Tarefa solicitada 1: Você pode transcrever sem qualquer alteração as linhas que vêm depois do texto sobre a África na Bíblia, começando pela que contém "drop a point: the frosted berry" e terminando na última delas, ambas incluídas?

Texto fornecido:
========
Até a construção do Canal de Suez, não se fazia distinção entre as terras bíblicas do Antigo Testamento. O cenário da História Sagrada ia do Eufrates ao Nilo. De um vale a outro, estendia-se ininterruptamente. O Mar Vermelho? Não representava qualquer obstáculo. Bastava dividi-lo e deixar Israel multiplicar-se pelo deserto até Canaã. Para o Faraó, a península do Sinai era Egito, e o Egito nunca deixou de ser África. Aos seus olhos tirânicos e opressores, os hebreus eram mais africanos que semitas.

Essa visão haveria de perdurar até 1859, quando o engenheiro francês Ferdinand de Lesseps pôs-se a construir o Canal de Suez. A partir daí, a África foi separada não somente geográfica, mas cultural e antropologicamente, do restante do Oriente Médio. Não demorou muito e aquela extensão da África deixou de figurar, nos mapas, como se jamais estivesse ligada ao continente negro. Por isso, muitos cristãos já não atentam para um fato importantíssimo: a mensagem que Israel legou ao mundo começou a ser escrita em terras africanas.

Se tais nuanças não são percebidas pelos leitores da Bíblia, atentemos a notável participação do africano na História Sagrada. A fim de que a nossa visão torne-se mais clara é mister que comecemos por derrubar alguns mitos que se fizeram dogmas.
========
Dados fornecidos:
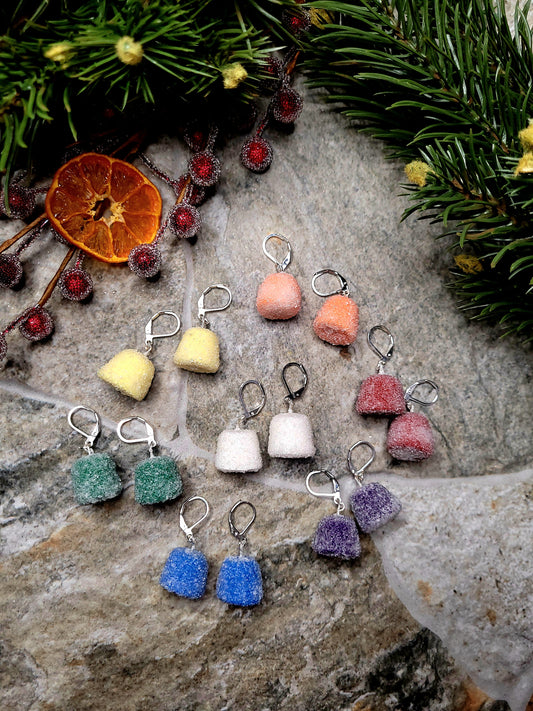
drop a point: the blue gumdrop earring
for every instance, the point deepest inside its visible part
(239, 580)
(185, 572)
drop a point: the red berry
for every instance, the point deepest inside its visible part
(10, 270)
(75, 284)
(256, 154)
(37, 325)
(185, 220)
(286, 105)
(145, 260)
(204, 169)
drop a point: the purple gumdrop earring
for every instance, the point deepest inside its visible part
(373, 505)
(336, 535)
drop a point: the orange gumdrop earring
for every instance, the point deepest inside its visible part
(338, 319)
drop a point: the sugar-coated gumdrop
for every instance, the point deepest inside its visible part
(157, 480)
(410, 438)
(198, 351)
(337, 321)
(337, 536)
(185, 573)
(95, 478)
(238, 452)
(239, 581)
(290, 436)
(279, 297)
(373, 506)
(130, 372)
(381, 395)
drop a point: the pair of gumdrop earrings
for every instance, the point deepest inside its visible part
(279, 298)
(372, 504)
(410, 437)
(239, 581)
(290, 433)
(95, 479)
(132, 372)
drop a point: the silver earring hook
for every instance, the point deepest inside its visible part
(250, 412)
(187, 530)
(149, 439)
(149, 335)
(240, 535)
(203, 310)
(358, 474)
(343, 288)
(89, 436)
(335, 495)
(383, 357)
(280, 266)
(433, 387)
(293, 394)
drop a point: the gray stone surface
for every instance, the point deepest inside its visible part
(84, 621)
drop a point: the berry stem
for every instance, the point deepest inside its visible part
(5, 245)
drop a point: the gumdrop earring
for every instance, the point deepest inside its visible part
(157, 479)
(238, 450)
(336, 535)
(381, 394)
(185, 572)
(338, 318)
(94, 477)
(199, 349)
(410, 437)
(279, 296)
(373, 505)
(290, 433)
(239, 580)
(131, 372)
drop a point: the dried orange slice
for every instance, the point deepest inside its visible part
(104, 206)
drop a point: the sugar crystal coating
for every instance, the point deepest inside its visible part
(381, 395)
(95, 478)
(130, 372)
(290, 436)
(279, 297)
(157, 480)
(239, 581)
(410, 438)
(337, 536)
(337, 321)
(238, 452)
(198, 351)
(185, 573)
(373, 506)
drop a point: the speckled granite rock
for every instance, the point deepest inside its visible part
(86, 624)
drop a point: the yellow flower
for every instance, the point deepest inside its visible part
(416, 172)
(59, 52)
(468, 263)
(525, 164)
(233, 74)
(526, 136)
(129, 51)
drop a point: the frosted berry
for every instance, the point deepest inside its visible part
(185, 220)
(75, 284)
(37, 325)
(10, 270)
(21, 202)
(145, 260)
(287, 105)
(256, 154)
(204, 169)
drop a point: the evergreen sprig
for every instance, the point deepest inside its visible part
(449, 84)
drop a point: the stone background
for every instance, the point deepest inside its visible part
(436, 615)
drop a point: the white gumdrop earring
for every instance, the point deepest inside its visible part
========
Tarefa solicitada 2: Pode reproduzir palavra por palavra o texto sobre a África na Bíblia?

Resposta final 1:
drop a point: the frosted berry
for every instance, the point deepest inside its visible part
(185, 220)
(75, 284)
(37, 325)
(10, 270)
(21, 202)
(145, 260)
(287, 105)
(256, 154)
(204, 169)
drop a point: the evergreen sprig
for every instance, the point deepest inside its visible part
(449, 84)
drop a point: the stone background
for every instance, the point deepest inside its visible part
(436, 615)
drop a point: the white gumdrop earring
for every instance, the point deepest inside its visible part

Resposta final 2:
Até a construção do Canal de Suez, não se fazia distinção entre as terras bíblicas do Antigo Testamento. O cenário da História Sagrada ia do Eufrates ao Nilo. De um vale a outro, estendia-se ininterruptamente. O Mar Vermelho? Não representava qualquer obstáculo. Bastava dividi-lo e deixar Israel multiplicar-se pelo deserto até Canaã. Para o Faraó, a península do Sinai era Egito, e o Egito nunca deixou de ser África. Aos seus olhos tirânicos e opressores, os hebreus eram mais africanos que semitas.

Essa visão haveria de perdurar até 1859, quando o engenheiro francês Ferdinand de Lesseps pôs-se a construir o Canal de Suez. A partir daí, a África foi separada não somente geográfica, mas cultural e antropologicamente, do restante do Oriente Médio. Não demorou muito e aquela extensão da África deixou de figurar, nos mapas, como se jamais estivesse ligada ao continente negro. Por isso, muitos cristãos já não atentam para um fato importantíssimo: a mensagem que Israel legou ao mundo começou a ser escrita em terras africanas.

Se tais nuanças não são percebidas pelos leitores da Bíblia, atentemos a notável participação do africano na História Sagrada. A fim de que a nossa visão torne-se mais clara é mister que comecemos por derrubar alguns mitos que se fizeram dogmas.